SOURCE EXTRACT:
# # # #

Paul P. Mealing

Check out my book, ELVENE. Available as e-book and as paperback (print on demand, POD). 2 Reviews: here. Also this promotional Q&A on-line.

Tuesday, 19 January 2016

Is this the God equation?

Yes, this is a bit tongue-in-cheek, but like most things tongue-in-cheek it just might contain an element of truth. I’m not a cosmologist or even a physicist, so this is just me being playful yet serious in as much as anyone can be philosophically serious about the origins of Everything, otherwise known as the Universe.

Now I must make a qualification, lest people think I’m leading them down the garden path. When people think of ‘God’s equation’, they most likely think of some succinct equation or set of equations (like Maxwell’s equations) from which everything we know about the Universe can be derived mathematically. For many people this is a desired outcome, founded on the belief that one day we will have a TOE (Theory Of Everything) – itself a misnomer – which will incorporate all the known laws of the Universe in one succinct theory. Specifically, said theory will unite the Electromagnetic force, the so-called Weak force, the so-called Strong force and Gravity as all being derived from a common ‘field’. Personally, I think that’s a chimera, but I’d be happy to be proven wrong. Many physicists believe some version of String Theory or M Theory will eventually give us that goal. I should point out that the Weak force has already been united with the Electromagnetic force.

So what do I mean by the sobriquet, God’s equation? Last week I watched a lecture by Allan Adams as part of MIT Open Courseware (8.04, Spring 2013) titled Lecture 6: Time Evolution and the Schrodinger Equation, in which Adams made a number of pertinent points that led me to consider that perhaps Schrodinger’s Equation (SE) deserved such a title. Firstly, I need to point out that Adams himself makes no such claim, and I don’t expect many others would concur.

Many of you may already know that I wrote a post on Schrodinger’s Equation nearly 5 years ago and it has become, by far, the most popular post I’ve written. Of course Schrodinger’s Equation is not the last word in quantum mechanics –more like a starting point. By incorporating relativity we have Dirac’s equation, which predicted anti-matter – in fact, it’s a direct consequence of relativity and SE. In fact, Schrodinger himself, followed by Klein-Gordon, also had a go at it and rejected it because it gave answers with negative energy. But Richard Feynman (and independently, Ernst Stuckelberg) pointed out that this was mathematically equivalent to ordinary particles travelling backwards in time. Backwards in time, is not an impossibility in the quantum world, and Feynman even incorporated it into his famous QED (Quantum Electro-Dynamics) which won him a joint Nobel Prize with Julian Schwinger and Sin-Itiro Tomonaga in 1965. QED, by the way, incorporates SE (just read Feynman’s book on the subject).

This allows me to segue back into Adams’ lecture, which, as the title suggests, discusses the role of time in SE and quantum mechanics generally. You see ‘time’ is a bit of an enigma in QM.

Adams’ lecture, in his own words, is to provide a ‘grounding’ so he doesn’t go into details (mathematically) and this suited me. Nevertheless, he throws terms around like eigenstates, operators and wave functions, so familiarity with these terms would be essential to following him. Of those terms, the only one I will use is wave function, because it is the key to SE and arguably the key to all of QM.

# # # #

THINGS TO DO:
#1 Answer these questions from the Schrodinger's Equation post:
(a) Which force has already been united with the Electromagnetic force?
(b) Who gave the lecture titled "Lecture 6: Time Evolution and the Schrodinger Equation"?
(c) With whom did Feynman share his Nobel Prize, and in what year?
#2 Resume the Schrodinger's Equation post after its last sentence.
The records that come next were taken from a separate source.

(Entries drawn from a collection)

# # # #

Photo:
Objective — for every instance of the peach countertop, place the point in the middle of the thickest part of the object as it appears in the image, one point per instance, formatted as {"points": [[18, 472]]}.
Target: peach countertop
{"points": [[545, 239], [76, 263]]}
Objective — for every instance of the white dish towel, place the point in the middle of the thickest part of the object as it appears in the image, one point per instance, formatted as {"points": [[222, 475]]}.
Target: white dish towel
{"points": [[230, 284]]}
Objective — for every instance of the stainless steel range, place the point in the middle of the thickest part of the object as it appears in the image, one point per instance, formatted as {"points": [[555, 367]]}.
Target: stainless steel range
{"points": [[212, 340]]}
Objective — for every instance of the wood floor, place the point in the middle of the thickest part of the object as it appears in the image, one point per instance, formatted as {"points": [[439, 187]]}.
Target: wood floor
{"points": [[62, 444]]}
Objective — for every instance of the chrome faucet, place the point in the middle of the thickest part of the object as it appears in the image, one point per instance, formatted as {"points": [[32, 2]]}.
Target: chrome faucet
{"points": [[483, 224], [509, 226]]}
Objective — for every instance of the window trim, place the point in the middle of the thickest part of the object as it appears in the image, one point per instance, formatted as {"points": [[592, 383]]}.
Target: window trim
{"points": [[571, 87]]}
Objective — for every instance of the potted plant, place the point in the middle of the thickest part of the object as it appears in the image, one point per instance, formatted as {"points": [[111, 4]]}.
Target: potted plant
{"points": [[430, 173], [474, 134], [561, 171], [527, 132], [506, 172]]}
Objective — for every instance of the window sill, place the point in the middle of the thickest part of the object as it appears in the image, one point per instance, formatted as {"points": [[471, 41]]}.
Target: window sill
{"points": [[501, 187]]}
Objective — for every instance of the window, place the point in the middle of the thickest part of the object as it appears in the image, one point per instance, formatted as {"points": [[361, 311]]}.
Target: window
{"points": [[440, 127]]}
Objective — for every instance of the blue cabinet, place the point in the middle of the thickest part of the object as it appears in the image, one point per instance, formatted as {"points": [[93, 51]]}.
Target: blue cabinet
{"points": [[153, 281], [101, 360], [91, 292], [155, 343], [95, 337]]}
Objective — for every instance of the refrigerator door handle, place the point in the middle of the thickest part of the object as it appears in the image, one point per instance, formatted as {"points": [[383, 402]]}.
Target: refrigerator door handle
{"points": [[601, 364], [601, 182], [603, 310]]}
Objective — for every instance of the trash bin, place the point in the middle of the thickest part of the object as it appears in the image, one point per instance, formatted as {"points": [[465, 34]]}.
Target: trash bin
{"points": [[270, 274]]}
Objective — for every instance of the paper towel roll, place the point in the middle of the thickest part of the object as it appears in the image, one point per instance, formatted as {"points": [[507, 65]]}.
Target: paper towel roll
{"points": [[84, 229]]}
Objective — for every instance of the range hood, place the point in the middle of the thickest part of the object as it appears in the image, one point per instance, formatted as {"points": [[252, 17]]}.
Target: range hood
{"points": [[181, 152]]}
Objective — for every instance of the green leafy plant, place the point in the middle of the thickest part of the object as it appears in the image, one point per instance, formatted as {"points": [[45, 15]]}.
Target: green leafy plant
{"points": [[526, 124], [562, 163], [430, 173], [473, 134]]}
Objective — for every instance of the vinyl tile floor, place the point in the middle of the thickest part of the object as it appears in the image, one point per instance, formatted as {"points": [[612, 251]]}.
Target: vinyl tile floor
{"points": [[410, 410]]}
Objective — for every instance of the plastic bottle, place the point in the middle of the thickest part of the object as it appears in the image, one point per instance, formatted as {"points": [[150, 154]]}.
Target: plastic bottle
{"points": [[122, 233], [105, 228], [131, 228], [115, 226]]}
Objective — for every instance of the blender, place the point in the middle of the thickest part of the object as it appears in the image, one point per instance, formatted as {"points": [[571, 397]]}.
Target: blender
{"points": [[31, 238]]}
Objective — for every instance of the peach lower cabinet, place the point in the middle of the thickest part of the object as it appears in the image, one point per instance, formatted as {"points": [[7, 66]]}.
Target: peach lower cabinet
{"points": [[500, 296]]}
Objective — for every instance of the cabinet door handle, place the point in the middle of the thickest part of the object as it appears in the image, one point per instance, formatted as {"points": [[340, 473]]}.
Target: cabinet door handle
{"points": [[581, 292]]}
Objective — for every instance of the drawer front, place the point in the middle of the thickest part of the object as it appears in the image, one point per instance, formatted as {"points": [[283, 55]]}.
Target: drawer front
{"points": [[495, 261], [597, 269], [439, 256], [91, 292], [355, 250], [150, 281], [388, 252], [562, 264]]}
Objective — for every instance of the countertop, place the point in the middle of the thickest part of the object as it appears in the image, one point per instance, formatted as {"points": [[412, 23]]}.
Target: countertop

# # # #

ANSWERS IN ORDER:
#1
(a) The Weak force.
(b) Allan Adams.
(c) Julian Schwinger and Sin-Itiro Tomonaga, in 1965.

#2
Right at the start of the lecture (his Point 1), Adams makes the salient point that the Wave function, Ψ, contains ‘everything you need to know about the system’. Only a little further into his lecture (his Point 6) he asserts that SE is ‘not derived, it’s posited’. Yet it’s completely ‘deterministic’ and experimentally accurate. Now (as discussed by some of the students in the comments) to say it’s ‘deterministic’ is a touch misleading given that it only gives us probabilities which are empirically accurate (more on that later). But it’s a remarkable find that Schrodinger formulated a mathematical expression based on a hunch that all quantum objects, be they light or matter, should obey a wave function.

But it’s at the 50-55min stage (of his 1hr 22min lecture) that Adams delivers his most salient point when he explains so-called ‘stationary states’. Basically, they’re called stationary states because time remains invariant (doesn’t change) for SE which is what gives us ‘superposition’. As Adams points out, the only thing that changes in time in SE is the phase of the wave function, which allows us to derive the probability of finding the particle in ‘classical’ space and time. Classical space and time is the real physical world that we are all familiar with. Now this is what QM is all about, so I will elaborate.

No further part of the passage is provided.